* **Source extract**
Buffy Today
After crying off and on all day yesterday I thought I was pretty much cried out, but, of course, I was wrong. Today I went to visit Buffy in the hospital and the tears started in the car before I ever got there. Such is grief; such is love, so it’s fine but it’s not over yet.
I wanted to see her, comfort her, knowing she has to spend all day in her crate because there’s no vet in the office today so they won’t euthanize her until tomorrow. Since there were no other appointments in the office today it was quiet where Buffy was. She was sitting in her crate, an IV in her arm, still shivering some and her eyes were focused far away from where she lay. As soon as I said her name her head popped up and she was totally present. “Hi, Mom!” “Hi, Miss Buffy, look what I brought you!” I had stopped to pick up a cheeseburger and a dish of ice cream so she could have a treat. No longer worried about her cholesterol or her weight, I figured this was the ultimate splurge day. I broke up her cheeseburger into small pieces and she ate about 1/2 of it, but she physically turned her head away from the ice cream. Guess she’s just not a dairy kind of a girl. The tech said she had given Buffy something for nausea but was concerned that she had not eaten at all today and she was thinking she’d have to try some baby food and see if Buffy would find that more palatable. Nope. Buffy is a cheeseburger maven, and even though she didn’t eat it all, she did eat and we saved the rest for later. I also took her 2 Puperoni sticks and a Greenie for later in the day. I gave her a taste of the Puperoni (one of her previously favorite snack foods) but it just wasn’t what she wanted at the time.
It so happened that right after I got there that Ronnie called me so I put him on speakerphone so he could talk to Buffy. She perked up and started looking for him but finally decided he wasn’t there and the moment was over, but I couldn’t have planned anything more perfect.
Buffy had an appointment set up to recheck her blood work tomorrow afternoon at 1:30 so we will use that appointment as her time at the gallows. I decided that I couldn’t let her go through this alone so I will be there with her, something I’ve never done before and thought I could not handle emotionally, but I can’t let her face forever alone. The veterinarian who will euthanize her is, ironically, the vet from the ER that diagnosed her kidney failure in May and who euthanized Maximus. She is a quiet, sweet woman who makes you feel loved and listened to. A fitting doctor to lead Miss Buffy’s trip to the Rainbow Bridge. Fortunately all the vets at our preferred clinic are just as nice and caring; we wouldn’t have it any other way.

* **Supplied records**
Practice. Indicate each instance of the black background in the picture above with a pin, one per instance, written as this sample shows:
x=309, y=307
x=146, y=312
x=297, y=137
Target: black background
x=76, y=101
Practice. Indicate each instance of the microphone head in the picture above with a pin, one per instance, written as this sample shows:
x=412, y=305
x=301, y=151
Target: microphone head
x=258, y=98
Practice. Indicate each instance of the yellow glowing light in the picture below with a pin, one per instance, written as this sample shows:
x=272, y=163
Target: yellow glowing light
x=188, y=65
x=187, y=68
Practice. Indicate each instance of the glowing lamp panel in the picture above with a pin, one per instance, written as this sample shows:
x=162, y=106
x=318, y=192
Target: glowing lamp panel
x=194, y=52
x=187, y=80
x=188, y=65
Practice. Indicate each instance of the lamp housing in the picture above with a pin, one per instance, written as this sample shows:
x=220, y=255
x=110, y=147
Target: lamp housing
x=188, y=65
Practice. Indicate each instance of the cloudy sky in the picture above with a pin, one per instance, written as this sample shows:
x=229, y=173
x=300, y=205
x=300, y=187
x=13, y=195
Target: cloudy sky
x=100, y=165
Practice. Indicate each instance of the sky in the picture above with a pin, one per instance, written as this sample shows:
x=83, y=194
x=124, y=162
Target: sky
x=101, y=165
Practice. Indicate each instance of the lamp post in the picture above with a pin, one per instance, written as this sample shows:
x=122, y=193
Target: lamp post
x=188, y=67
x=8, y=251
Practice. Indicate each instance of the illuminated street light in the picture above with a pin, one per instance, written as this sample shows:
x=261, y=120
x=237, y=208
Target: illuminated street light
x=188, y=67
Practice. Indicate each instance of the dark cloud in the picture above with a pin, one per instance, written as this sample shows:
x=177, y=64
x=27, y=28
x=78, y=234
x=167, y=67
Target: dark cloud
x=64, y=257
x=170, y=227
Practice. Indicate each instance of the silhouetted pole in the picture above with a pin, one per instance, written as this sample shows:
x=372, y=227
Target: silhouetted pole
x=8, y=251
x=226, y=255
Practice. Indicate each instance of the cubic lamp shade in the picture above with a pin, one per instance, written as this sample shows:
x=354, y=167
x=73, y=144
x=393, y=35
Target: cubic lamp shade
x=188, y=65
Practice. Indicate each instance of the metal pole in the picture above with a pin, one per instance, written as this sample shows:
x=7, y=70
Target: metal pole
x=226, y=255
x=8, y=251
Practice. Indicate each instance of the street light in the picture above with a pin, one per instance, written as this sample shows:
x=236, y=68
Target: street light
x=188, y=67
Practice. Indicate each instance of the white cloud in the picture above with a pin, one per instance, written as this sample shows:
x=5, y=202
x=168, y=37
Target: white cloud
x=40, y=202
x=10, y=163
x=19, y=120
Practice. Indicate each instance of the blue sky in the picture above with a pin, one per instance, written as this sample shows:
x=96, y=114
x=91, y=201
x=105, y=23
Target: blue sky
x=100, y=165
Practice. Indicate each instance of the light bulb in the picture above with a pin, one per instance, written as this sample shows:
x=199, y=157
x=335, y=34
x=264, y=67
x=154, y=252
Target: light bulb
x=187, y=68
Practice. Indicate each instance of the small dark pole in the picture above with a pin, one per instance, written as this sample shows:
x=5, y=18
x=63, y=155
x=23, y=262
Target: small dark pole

* **What to work on**
From the Buffy Today post, list every food or treat the writer brought to Buffy at the hospital.

* **Answer to the problem**
- A cheeseburger
- A dish of ice cream
- 2 Puperoni sticks
- A Greenie